[START Reading passage]

I have a powershell azure runbook that iterates through a large storage account and enforces file age policies on the blobs within the account. This runs fine but runs up against the Fair Share policy of 3 hours. I can use hybrid workers but I would prefer to run multiple child runbooks in parallel each handling a different portion of the blob account using the first letter prefix.
Example:
First child runbook runs A-M
Second: N-Z
Third: a-m
Fourth: m-z
I'm thinking of using a prefix variable within a loop that will iterate between letters.
## Declaring the variables
$number_of_days_bak_threshold = 15
$number_of_days_trn_threshold = 2
$current_date = get-date
$date_before_blobs_to_be_deleted_bak = $current_date.AddDays(-$number_of_days_bak_threshold)
$date_before_blobs_to_be_deleted_trn = $current_date.AddDays(-$number_of_days_trn_threshold)
# Number of blobs deleted
$blob_count_deleted = 0
# Storage account details
$storage_account_name = <Account Name>
$storage_account_key = <Account Key>
$container = <Container>
## Creating Storage context for Source, destination and log storage accounts
$context = New-AzureStorageContext -StorageAccountName $storage_account_name -StorageAccountKey $storage_account_key
$blob_list = Get-AzureStorageBlob -Context $context -Container $container
## Creating log file
$log_file = "log-"+(get-date).ToString().Replace('/','-').Replace(' ','-').Replace(':','-') + ".txt"
$local_log_file_path = $env:temp + "\" + "log-"+(get-date).ToString().Replace('/','-').Replace(' ','-').Replace(':','-') + ".txt"

[END Reading passage]
[START Record list]

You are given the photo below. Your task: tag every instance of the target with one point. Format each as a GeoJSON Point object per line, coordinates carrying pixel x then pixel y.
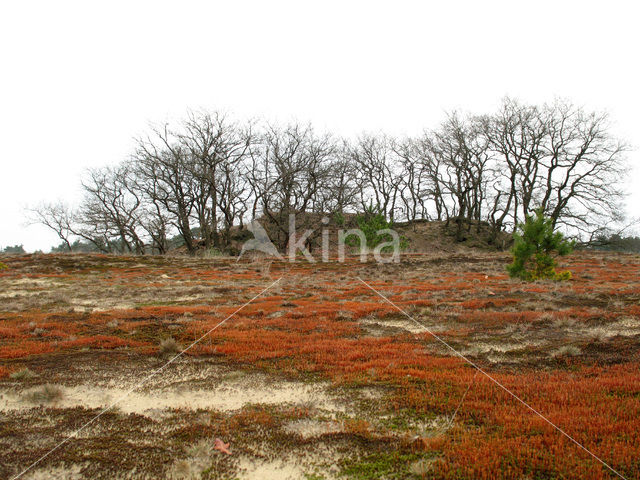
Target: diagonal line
{"type": "Point", "coordinates": [470, 362]}
{"type": "Point", "coordinates": [453, 417]}
{"type": "Point", "coordinates": [140, 384]}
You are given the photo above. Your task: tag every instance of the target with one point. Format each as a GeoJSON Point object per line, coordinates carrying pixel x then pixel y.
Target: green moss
{"type": "Point", "coordinates": [379, 465]}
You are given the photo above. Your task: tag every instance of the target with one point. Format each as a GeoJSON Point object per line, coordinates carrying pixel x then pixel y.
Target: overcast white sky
{"type": "Point", "coordinates": [78, 80]}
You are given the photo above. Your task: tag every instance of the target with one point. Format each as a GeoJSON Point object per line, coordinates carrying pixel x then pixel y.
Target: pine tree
{"type": "Point", "coordinates": [535, 250]}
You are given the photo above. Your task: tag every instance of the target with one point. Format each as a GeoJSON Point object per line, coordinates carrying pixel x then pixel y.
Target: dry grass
{"type": "Point", "coordinates": [46, 394]}
{"type": "Point", "coordinates": [24, 374]}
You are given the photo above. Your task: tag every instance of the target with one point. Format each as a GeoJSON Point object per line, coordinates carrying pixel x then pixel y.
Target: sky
{"type": "Point", "coordinates": [80, 80]}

[END Record list]

* Directives
• 1. Can you copy out the part of the Azure runbook post that opens with the words containing "I have a powershell" and closes with "first letter prefix."?
• 2. Answer these about the Azure runbook post:
(a) How long is the Fair Share limit the runbook runs up against?
(b) What value is assigned to $number_of_days_bak_threshold?
(c) Which cmdlet produces $blob_list?
• 3. Can you pick up the Azure runbook post after its last line and carry it on?

* Task-by-task answers
• 1.
I have a powershell azure runbook that iterates through a large storage account and enforces file age policies on the blobs within the account. This runs fine but runs up against the Fair Share policy of 3 hours. I can use hybrid workers but I would prefer to run multiple child runbooks in parallel each handling a different portion of the blob account using the first letter prefix.

• 2.
(a) 3 hours
(b) 15
(c) Get-AzureStorageBlob

• 3.
write-host "Log file saved as: " $local_log_file_path -ForegroundColor Green
## Iterate through each blob
foreach($blob_iterator in $blob_list){
$blob_date = [datetime]$blob_iterator.LastModified.UtcDateTime
# Check if the blob's last modified date is less than the threshold date for deletion for trn files:
if($blob_iterator.Name -Match ".trn") {
if($blob_date -le $date_before_blobs_to_be_deleted_trn) {
Write-Output "-----------------------------------" | Out-File $local_log_file_path -Append
write-output "Purging blob from Storage: " $blob_iterator.name | Out-File $local_log_file_path -Append
write-output " " | Out-File $local_log_file_path -Append
write-output "Last Modified Date of the Blob: " $blob_date | Out-File $local_log_file_path -Append
Write-Output "-----------------------------------" | Out-File $local_log_file_path -Append
# Cmdle to delete the blob
Remove-AzureStorageBlob -Container $container -Blob $blob_iterator.Name -Context $context
$blob_count_deleted += 1
Write-Output "Deleted "$extn
}
}
Elseif($blob_iterator.Name -Match ".bak") {
if($blob_date -le $date_before_blobs_to_be_deleted_bak) {
Write-Output "-----------------------------------" | Out-File $local_log_file_path -Append
write-output "Purging blob from Storage: " $blob_iterator.name | Out-File $local_log_file_path -Append
write-output " " | Out-File $local_log_file_path -Append
write-output "Last Modified Date of the Blob: " $blob_date | Out-File $local_log_file_path -Append
Write-Output "-----------------------------------" | Out-File $local_log_file_path -Append
# Cmdle to delete the blob
Remove-AzureStorageBlob -Container $container -Blob $blob_iterator.Name -Context $context
$blob_count_deleted += 1
Write-Output "Deleted "$extn
}
}
Else{
Write-Error "Unable to determine file type." $blob_iterator.Name
}
}
Write-Output "Blobs deleted: " $blob_count_deleted | Out-File $local_log_file_path -Append
I expect to be able to run through the account in parallel.
So, I agree with #4c74356b41 that breaking the workload down is the best approach. However, that is itself, not always as simple as it might sound. Below I describe the various workarounds for fairshare and the potential issues I can think of off the top of my head. It as quite a lot of information, so here are the highlights:
Create jobs that do part of the work and then start the next job in the sequence.
Create jobs that all run on part of the sequence in parallel.
Create a runbook that does the work in parallel but also in a single job.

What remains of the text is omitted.